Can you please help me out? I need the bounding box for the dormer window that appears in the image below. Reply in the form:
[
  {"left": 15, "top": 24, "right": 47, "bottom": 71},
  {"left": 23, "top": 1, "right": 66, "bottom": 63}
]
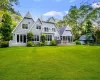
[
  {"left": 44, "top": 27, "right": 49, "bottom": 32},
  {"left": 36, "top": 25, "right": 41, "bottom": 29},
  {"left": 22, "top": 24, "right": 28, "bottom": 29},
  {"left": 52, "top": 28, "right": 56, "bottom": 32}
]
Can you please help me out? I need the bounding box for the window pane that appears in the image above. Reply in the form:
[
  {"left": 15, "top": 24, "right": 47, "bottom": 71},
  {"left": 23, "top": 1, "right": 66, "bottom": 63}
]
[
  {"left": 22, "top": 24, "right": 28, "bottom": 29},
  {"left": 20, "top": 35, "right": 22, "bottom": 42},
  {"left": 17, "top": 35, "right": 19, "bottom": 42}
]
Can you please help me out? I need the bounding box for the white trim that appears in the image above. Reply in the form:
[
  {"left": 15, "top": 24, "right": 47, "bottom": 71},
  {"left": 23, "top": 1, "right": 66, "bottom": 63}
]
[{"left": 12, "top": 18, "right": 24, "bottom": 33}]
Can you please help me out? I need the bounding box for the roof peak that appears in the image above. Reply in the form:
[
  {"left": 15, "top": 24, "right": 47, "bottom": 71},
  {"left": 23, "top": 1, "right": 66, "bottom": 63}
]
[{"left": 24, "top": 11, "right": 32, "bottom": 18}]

□ □ □ □ □ □ □

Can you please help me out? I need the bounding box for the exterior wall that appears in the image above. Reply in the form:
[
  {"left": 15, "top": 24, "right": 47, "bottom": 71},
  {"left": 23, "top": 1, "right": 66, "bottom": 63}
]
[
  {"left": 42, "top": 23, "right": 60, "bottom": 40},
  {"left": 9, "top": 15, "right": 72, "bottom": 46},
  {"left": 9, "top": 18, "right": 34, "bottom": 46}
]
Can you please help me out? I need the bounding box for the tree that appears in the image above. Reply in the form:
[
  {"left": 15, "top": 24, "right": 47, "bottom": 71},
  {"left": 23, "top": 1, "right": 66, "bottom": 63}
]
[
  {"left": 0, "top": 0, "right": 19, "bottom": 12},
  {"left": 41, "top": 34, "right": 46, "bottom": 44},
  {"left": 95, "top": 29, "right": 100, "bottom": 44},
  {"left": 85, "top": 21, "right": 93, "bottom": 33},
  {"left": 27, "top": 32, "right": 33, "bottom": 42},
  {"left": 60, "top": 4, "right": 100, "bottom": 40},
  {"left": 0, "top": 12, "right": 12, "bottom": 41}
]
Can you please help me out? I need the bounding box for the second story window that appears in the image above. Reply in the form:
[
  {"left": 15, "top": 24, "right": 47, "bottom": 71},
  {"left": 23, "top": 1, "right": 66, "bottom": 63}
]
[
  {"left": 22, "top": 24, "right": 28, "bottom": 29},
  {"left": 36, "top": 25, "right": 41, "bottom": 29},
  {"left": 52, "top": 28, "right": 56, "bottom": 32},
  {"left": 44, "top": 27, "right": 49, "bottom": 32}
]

□ □ □ □ □ □ □

> [TASK DESCRIPTION]:
Extract every line of the items above that contains the string "appears", matching case exactly.

> [FULL SOLUTION]:
Can you please help me out? I need the bounding box for the dormer window that appears in the image below. Reply in the form:
Can you please help me out? I need the bounding box for the window pane that appears in the image above. Reply in the form:
Can you please help me out? I need the bounding box for the white trim that appears in the image above. Reply in the form:
Can you please help me out? I need the bounding box for the roof peak that appears in the image above. Reply in the form:
Can you please help me out? I need the bounding box for the exterior wall that appears in the image above. Reply in the form:
Can you please help me out? I need the bounding box for the tree that appears in the image above. Reply in the form:
Can you please help me out? I need the bounding box for the second story window that appears in the image above. Reply in the form:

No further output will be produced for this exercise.